**Stated problem A**
Can you copy the passage on reading OSM data word for word, starting with "This will use" and going on through "together in SQL."?
**Stated problem B**
How would you sum up the passage on reading OSM data in two sentences?

— Start of Text excerpt —

Note that far from all of these drivers have been tested properly, and some may require additional options to be passed to work as expected. If you run into any issues please first consult the GDAL docs.

ST_ReadOsm() – Read Compressed OSM Data

The spatial extension also provides an experimental ST_ReadOsm() table function to read compressed OSM data directly from a .osm.pbf file.

This will use multithreading and zero-copy protobuf parsing which makes it a lot faster than using the st_read() OSM driver, but it only outputs the raw OSM data (Nodes, Ways, Relations), without constructing any geometries. For node entities you can trivially construct POINT geometries, but it is also possible to construct LINESTRING AND POLYGON by manually joining refs and nodes together in SQL.

Example usage:

SELECT *
FROM st_readosm('tmp/data/germany.osm.pbf')

— End of Text excerpt —
— Start of Material —

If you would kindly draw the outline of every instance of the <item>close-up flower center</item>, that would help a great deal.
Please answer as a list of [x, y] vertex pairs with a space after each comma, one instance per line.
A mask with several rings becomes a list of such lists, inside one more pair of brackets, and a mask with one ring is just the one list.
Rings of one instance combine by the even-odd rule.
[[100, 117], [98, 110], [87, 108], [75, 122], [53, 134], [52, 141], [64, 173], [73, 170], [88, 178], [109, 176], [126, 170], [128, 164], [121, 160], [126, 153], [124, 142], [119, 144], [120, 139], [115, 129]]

— End of Material —

**Final answer A**
This will use multithreading and zero-copy protobuf parsing which makes it a lot faster than using the st_read() OSM driver, but it only outputs the raw OSM data (Nodes, Ways, Relations), without constructing any geometries. For node entities you can trivially construct POINT geometries, but it is also possible to construct LINESTRING AND POLYGON by manually joining refs and nodes together in SQL.

**Final answer B**
The spatial extension offers an experimental ST_ReadOsm() table function that reads compressed OSM data directly from a .osm.pbf file, using multithreading and zero-copy protobuf parsing to run much faster than the st_read() OSM driver. It outputs only the raw Nodes, Ways and Relations without building geometries, though POINT geometries are trivial to construct for nodes and LINESTRING and POLYGON can be built by joining refs and nodes in SQL.